Document excerpt:
--- Begin ---
You have conquer Largos
  • Annex
  • Puppet State
  • Provisional Government (lesser Puppet State with just Culture benefits)*
  • Liberate (return to founding Civ, or give back Independence Status, make it Independence even though it was founded by another Civ or yours). Independence as in same as City-States.
  • Raze it

Having a bad stability and your Nation State is collapsing, the cities can revert to:

  1. Puppet State (either yours or a nearby Civ with lots of culture or influence)
  2. Provisional Government (either yours or a nearby Civ with lots of culture or influence)
  3. City States (Independent with either a Friendly, Neutral, Irrational, or Hostile to you)
  4. Raze? (Has there even been a Civil War or Revolution so bad that it completely destroyed a whole City? Certainly the collapsed of a Civilization has lots of ruins.)
 
So, there is no guarantee or even plans for an RFC for CiV [RFC-V?], but it's very hard not to play the new game without squinting hard and trying to glimpse an RFC inside it.

I can squint as hard as Gilbert Gottfried, but I can't see how Civ V can have a RFC that is as good or even better than this one.

There are just too much important things missing.
 
Like what? (I assume) Rhye isn't just going to remake RFC in Civ 5. The nature of a mod is to work with you've got and improve upon the original game, not to say "I want to do this, this and this" and give up if you don't have the raw material to do that. I'm very excited about an RFC for Civ 5 because many of RFC's innovations, e.g. city states, unique powers, have become part of the vanilla game - so Rhye will be able to devote his efforts to new things.
 
Seeing how many of these important things were actually modded into RFC, I have no doubts it's possible. The major obstacle is either making 2x larger maps or enabling non-hostile troops from different civs to occupy same hexes (i.e., civ-wide 1UPT only) and disabling ranged attacks over sea tiles to alleviate the issues that make the old scale map unplayable or unrealistic. If there are no traffic jams and no intercontinental archer attacks, it will already be a huge step towards RFC V.
 
I can squint as hard as Gilbert Gottfried, but I can't see how Civ V can have a RFC that is as good or even better than this one.

There are just too much important things missing.

Maybe that's a good reason to list important changes between Civ 4 and Civ 5, to get down solid what would have to be rethought or reintroduced or just somehow finagled.

Off-hand (meaning I put about 15 seconds of thought into this list, so others should add the big obvious things I forgot):

Missing resources: Can be modded in, surely.

Missing buildings: The modder's guide definitely says they can be added back.

No religions: Well, there was nothing like stability in Civ 4, but Rhye modded it in. Unless the mod tools in Civ 5 are significantly worse, I'm betting religions could be modded back in too.
--- End ---
Written tasks:
(1) What are all the options the forum discussion about an RFC mod for Civ V lists for a conquered city?
(2) Answer these questions about the forum discussion on an RFC mod for Civ V:
(a) Whom does a poster name as the person they can squint as hard as?
(b) Which two of RFC's innovations are given as examples of features that became part of the vanilla game?
(c) What does the modder's guide say about missing buildings?
(3) Can you carry on the forum discussion about an RFC mod for Civ V from the point where it stops?

Record extracts:
--- Begin ---
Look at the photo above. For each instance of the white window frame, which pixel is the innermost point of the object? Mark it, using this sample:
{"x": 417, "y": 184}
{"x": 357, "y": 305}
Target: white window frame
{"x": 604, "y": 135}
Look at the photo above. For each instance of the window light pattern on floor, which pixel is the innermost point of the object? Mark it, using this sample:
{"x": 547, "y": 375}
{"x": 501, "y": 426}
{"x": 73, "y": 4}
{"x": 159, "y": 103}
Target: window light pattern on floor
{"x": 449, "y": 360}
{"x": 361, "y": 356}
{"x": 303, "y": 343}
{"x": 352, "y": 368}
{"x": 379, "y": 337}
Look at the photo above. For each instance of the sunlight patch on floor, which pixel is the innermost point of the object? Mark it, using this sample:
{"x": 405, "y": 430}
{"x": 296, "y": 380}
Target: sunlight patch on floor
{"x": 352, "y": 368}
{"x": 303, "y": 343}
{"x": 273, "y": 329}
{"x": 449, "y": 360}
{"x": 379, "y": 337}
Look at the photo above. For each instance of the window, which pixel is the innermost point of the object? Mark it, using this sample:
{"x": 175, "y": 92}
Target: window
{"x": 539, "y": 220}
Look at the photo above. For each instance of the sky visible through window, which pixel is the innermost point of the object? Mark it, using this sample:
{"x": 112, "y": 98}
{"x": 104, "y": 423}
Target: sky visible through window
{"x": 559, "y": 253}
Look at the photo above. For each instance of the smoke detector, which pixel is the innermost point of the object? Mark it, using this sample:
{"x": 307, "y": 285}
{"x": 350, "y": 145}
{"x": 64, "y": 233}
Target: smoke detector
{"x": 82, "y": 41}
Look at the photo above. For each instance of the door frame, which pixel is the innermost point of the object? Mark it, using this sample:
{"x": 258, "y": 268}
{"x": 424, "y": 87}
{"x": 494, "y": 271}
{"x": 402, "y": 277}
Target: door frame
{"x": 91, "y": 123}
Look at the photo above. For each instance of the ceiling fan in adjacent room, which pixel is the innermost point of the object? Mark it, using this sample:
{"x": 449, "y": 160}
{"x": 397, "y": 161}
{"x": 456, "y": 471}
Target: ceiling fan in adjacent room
--- End ---
Answers to the exercises:
(1) Annex; Puppet State; Provisional Government; Liberate; Raze it

(2)
(a) Gilbert Gottfried
(b) City states and unique powers
(c) They can be added back.

(3)
1upt: This is the troublesome one. I think "suspension of disbelief" issues can be handled with a few tweaks, like preventing archers from shooting over the English Channel, and I think it's not nearly as bad on a Huge map as it is on smaller maps. Crowded Europe is the issue that is getting the most attention here.

Until then, sorry, here's another wall of words outlining another idea

Mod in a second kind of puppet city, the reverse of the standard puppet city: a city that is under political but not cultural control.

To recap the first use for puppet cities: You could found certain kinds of puppet cities that would only contribute knowledge and culture to your civilization. There's not really a good word to describe these things; the closest approximation is "colony," but they would be like the Greek colonies of yore, not the resource-stripping colonies the Europeans set up. The contribute to your culture and science, but not to your economic, military, or resource base. Let's call them "apoikia," for lack of a better English term.

Such things could be relevant to RFC because they are the sort of thing your civilization collapses into when your stability goes wonky in a particular way. It would be like the fragmentation of a civilization-spanning empire while the civilization itself remains intact and functional. (See China during its inter-dynastic periods.)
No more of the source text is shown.